Please copy the listing below, replacing "even-odd" with "nonzero" wherever it appears and keeping everything else the same.

begin Dataset records

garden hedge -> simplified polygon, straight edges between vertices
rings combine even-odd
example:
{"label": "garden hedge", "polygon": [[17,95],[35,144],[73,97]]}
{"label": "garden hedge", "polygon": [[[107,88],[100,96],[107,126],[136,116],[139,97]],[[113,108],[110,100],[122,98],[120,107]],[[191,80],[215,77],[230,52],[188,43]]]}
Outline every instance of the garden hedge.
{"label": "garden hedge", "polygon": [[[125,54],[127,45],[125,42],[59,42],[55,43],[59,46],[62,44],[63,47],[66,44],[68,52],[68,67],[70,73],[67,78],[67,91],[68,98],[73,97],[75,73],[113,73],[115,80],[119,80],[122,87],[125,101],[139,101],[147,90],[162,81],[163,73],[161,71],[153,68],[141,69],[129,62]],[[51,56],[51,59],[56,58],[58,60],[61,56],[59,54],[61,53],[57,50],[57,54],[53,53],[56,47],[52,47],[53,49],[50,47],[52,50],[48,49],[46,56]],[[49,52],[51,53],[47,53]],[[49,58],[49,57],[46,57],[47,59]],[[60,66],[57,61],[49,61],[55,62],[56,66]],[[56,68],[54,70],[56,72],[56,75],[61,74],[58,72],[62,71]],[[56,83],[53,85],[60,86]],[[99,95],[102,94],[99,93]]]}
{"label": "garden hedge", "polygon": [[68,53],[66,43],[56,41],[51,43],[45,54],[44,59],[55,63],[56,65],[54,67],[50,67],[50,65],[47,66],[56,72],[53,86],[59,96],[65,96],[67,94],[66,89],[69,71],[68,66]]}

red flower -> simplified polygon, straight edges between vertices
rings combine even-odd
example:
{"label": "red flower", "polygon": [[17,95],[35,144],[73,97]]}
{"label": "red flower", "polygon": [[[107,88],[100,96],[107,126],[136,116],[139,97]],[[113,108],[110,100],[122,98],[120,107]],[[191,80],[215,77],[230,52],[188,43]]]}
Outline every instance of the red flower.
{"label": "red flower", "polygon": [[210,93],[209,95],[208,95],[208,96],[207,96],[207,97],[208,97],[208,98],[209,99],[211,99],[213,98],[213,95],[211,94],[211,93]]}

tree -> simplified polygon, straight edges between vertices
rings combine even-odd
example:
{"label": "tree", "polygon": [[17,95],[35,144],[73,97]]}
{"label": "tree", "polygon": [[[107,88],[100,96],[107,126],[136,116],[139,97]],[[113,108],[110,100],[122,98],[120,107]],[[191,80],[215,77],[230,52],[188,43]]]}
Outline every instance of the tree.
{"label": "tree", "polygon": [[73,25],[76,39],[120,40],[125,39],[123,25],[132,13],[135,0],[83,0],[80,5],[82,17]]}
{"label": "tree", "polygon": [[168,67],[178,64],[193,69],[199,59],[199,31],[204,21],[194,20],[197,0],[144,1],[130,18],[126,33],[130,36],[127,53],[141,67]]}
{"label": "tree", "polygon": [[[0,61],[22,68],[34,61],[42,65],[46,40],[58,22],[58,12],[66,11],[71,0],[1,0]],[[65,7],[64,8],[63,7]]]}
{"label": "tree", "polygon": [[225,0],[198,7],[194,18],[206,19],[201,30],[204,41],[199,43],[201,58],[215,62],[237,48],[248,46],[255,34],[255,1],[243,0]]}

end Dataset records

§ **Task response**
garden hedge -> simplified polygon, straight edges between vertices
rings combine nonzero
example:
{"label": "garden hedge", "polygon": [[17,95],[35,144],[73,97]]}
{"label": "garden hedge", "polygon": [[[107,88],[100,96],[107,126],[136,116],[139,97]],[[113,108],[110,100],[122,98],[120,107]],[[191,80],[215,77],[230,52],[188,43]]]}
Outline every instance of the garden hedge.
{"label": "garden hedge", "polygon": [[[125,54],[127,45],[125,42],[59,42],[55,43],[59,46],[62,44],[63,47],[66,44],[68,52],[68,67],[70,73],[67,78],[67,91],[68,98],[73,97],[75,73],[113,73],[115,80],[119,80],[122,87],[125,101],[139,101],[147,90],[162,81],[163,73],[161,71],[153,68],[141,69],[129,62]],[[51,56],[51,59],[56,58],[58,60],[61,56],[59,54],[61,53],[57,50],[57,54],[53,53],[56,47],[52,47],[53,49],[50,47],[52,50],[48,49],[46,56]],[[49,52],[51,53],[47,53]],[[49,58],[49,57],[46,57],[47,59]],[[60,66],[57,61],[49,61],[55,62],[56,66]],[[56,68],[54,70],[56,72],[56,75],[61,74],[58,72],[62,71]],[[56,83],[53,85],[60,86]],[[99,95],[102,94],[99,93]]]}
{"label": "garden hedge", "polygon": [[68,53],[66,43],[56,41],[51,43],[45,54],[44,59],[55,63],[56,65],[54,67],[50,67],[50,65],[47,66],[56,72],[53,86],[59,96],[65,96],[67,94],[66,89],[69,71],[68,66]]}

red flower -> simplified polygon, straight edges between vertices
rings combine nonzero
example:
{"label": "red flower", "polygon": [[17,95],[35,144],[73,97]]}
{"label": "red flower", "polygon": [[[107,88],[100,96],[107,126],[136,116],[139,97]],[[113,108],[110,100],[122,98],[120,107]],[[191,80],[215,77],[230,52],[188,43]]]}
Outline every instance of the red flower.
{"label": "red flower", "polygon": [[210,93],[209,95],[208,95],[208,96],[207,96],[207,97],[208,97],[208,98],[209,99],[211,99],[213,98],[213,95],[211,94],[211,93]]}

tree -> simplified polygon, straight edges between vertices
rings combine nonzero
example:
{"label": "tree", "polygon": [[17,95],[35,144],[73,97]]}
{"label": "tree", "polygon": [[[107,88],[100,96],[107,126],[136,116],[139,97]],[[113,108],[110,100],[122,98],[120,107]],[[191,80],[215,77],[230,52],[188,43]]]}
Outline every instance of the tree.
{"label": "tree", "polygon": [[73,25],[76,39],[120,40],[125,39],[123,25],[132,13],[135,0],[83,0],[80,5],[82,17]]}
{"label": "tree", "polygon": [[168,67],[178,64],[193,69],[199,59],[199,31],[204,21],[194,20],[197,0],[144,1],[130,18],[126,33],[130,36],[127,53],[141,67]]}
{"label": "tree", "polygon": [[[0,61],[22,68],[34,61],[42,65],[46,40],[58,22],[58,12],[66,11],[71,0],[1,0]],[[65,7],[64,8],[63,7]]]}
{"label": "tree", "polygon": [[225,0],[198,7],[194,18],[206,19],[201,30],[204,41],[199,43],[201,58],[215,62],[237,48],[248,46],[255,34],[255,1],[243,0]]}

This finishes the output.